### Short task A
Please reproduce the whole rectangle pairs problem below word for word.

2001. Number of Pairs of Interchangeable Rectangles

You are given n rectangles represented by a 0-indexed 2D integer array rectangles, where rectangles[i] = [widthi, heighti] denotes the width and height of the ith rectangle.
Two rectangles i and j (i < j) are considered interchangeable if they have the same width-to-height ratio. More formally, two rectangles are interchangeable if widthi/heighti == widthj/heightj (using decimal division, not integer division).
Return the number of pairs of interchangeable rectangles in rectangles.

Example 1

Input: rectangles = [ [ 4,8],[3,6],[10,20],[15,30 ] ]
Output: 6
Explanation: The following are the interchangeable pairs of rectangles by index (0-indexed):
- Rectangle 0 with rectangle 1: 4/8 == 3/6.
- Rectangle 0 with rectangle 2: 4/8 == 10/20.
- Rectangle 0 with rectangle 3: 4/8 == 15/30.
- Rectangle 1 with rectangle 2: 3/6 == 10/20.
- Rectangle 1 with rectangle 3: 3/6 == 15/30.
- Rectangle 2 with rectangle 3: 10/20 == 15/30.

Example 2

Input: rectangles = [ [ 4,5],[7,8 ] ]
Output: 0
Explanation: There are no interchangeable pairs of rectangles.

### Data for this exercise
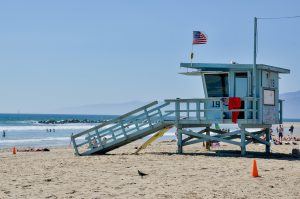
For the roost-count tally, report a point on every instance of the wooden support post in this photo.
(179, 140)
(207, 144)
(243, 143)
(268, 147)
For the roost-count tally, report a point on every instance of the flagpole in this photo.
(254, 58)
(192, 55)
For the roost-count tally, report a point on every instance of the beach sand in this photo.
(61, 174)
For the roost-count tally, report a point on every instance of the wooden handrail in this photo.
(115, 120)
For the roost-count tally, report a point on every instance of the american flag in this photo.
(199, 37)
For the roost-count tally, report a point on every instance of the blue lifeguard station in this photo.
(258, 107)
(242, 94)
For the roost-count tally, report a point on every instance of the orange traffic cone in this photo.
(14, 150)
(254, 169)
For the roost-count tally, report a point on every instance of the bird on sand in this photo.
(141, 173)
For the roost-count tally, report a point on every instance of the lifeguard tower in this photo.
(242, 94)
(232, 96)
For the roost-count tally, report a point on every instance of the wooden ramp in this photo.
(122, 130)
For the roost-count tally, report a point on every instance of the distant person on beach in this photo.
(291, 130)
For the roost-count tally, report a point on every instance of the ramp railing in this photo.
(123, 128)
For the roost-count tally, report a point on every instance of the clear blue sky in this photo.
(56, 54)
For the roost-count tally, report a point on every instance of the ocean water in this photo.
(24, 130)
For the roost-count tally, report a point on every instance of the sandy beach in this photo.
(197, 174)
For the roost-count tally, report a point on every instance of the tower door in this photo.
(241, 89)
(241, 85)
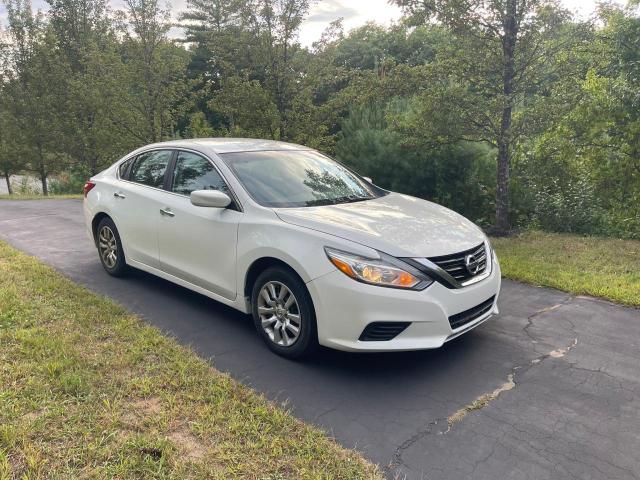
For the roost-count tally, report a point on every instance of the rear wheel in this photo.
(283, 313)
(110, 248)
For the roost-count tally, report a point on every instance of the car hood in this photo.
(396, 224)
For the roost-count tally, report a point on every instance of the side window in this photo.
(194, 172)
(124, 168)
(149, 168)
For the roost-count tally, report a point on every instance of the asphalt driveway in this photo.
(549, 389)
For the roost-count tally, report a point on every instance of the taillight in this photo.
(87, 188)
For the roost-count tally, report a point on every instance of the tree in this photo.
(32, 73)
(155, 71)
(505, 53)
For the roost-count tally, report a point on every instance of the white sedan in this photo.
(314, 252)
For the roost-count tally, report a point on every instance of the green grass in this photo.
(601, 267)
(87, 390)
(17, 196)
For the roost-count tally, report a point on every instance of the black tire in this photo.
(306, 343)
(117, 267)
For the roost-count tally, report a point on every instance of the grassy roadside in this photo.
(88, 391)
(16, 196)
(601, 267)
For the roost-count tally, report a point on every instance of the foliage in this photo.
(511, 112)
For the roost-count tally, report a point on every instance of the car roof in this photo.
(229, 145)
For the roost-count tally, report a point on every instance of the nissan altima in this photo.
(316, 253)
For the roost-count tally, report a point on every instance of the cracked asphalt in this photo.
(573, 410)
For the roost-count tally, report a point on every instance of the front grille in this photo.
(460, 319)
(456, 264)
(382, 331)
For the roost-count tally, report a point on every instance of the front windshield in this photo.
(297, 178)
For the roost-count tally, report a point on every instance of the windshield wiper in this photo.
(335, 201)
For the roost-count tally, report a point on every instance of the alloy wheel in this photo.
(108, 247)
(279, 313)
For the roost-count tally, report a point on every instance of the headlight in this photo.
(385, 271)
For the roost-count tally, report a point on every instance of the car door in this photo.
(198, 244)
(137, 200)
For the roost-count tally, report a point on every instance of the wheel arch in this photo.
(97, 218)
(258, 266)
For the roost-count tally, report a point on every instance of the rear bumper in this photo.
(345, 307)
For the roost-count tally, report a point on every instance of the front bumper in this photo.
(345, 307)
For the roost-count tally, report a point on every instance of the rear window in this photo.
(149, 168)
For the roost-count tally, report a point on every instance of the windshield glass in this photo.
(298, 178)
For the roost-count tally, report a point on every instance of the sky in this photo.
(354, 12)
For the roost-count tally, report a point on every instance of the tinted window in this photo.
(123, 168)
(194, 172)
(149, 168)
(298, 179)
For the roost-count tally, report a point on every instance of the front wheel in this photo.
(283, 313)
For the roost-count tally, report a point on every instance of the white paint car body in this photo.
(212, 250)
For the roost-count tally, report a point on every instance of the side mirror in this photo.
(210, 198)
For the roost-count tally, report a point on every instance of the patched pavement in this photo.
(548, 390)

### Short task B
Pick out every line of the records that contains the word "rear". Case counts.

### Right answer A
2001. Number of Pairs of Interchangeable Rectangles

You are given n rectangles represented by a 0-indexed 2D integer array rectangles, where rectangles[i] = [widthi, heighti] denotes the width and height of the ith rectangle.
Two rectangles i and j (i < j) are considered interchangeable if they have the same width-to-height ratio. More formally, two rectangles are interchangeable if widthi/heighti == widthj/heightj (using decimal division, not integer division).
Return the number of pairs of interchangeable rectangles in rectangles.

Example 1

Input: rectangles = [ [ 4,8],[3,6],[10,20],[15,30 ] ]
Output: 6
Explanation: The following are the interchangeable pairs of rectangles by index (0-indexed):
- Rectangle 0 with rectangle 1: 4/8 == 3/6.
- Rectangle 0 with rectangle 2: 4/8 == 10/20.
- Rectangle 0 with rectangle 3: 4/8 == 15/30.
- Rectangle 1 with rectangle 2: 3/6 == 10/20.
- Rectangle 1 with rectangle 3: 3/6 == 15/30.
- Rectangle 2 with rectangle 3: 10/20 == 15/30.

Example 2

Input: rectangles = [ [ 4,5],[7,8 ] ]
Output: 0
Explanation: There are no interchangeable pairs of rectangles.

### Right answer B
For the roost-count tally, report a point on every instance of the rear wheel in this photo.
For the roost-count tally, report a point on every instance of the rear bumper in this photo.
For the roost-count tally, report a point on every instance of the rear window in this photo.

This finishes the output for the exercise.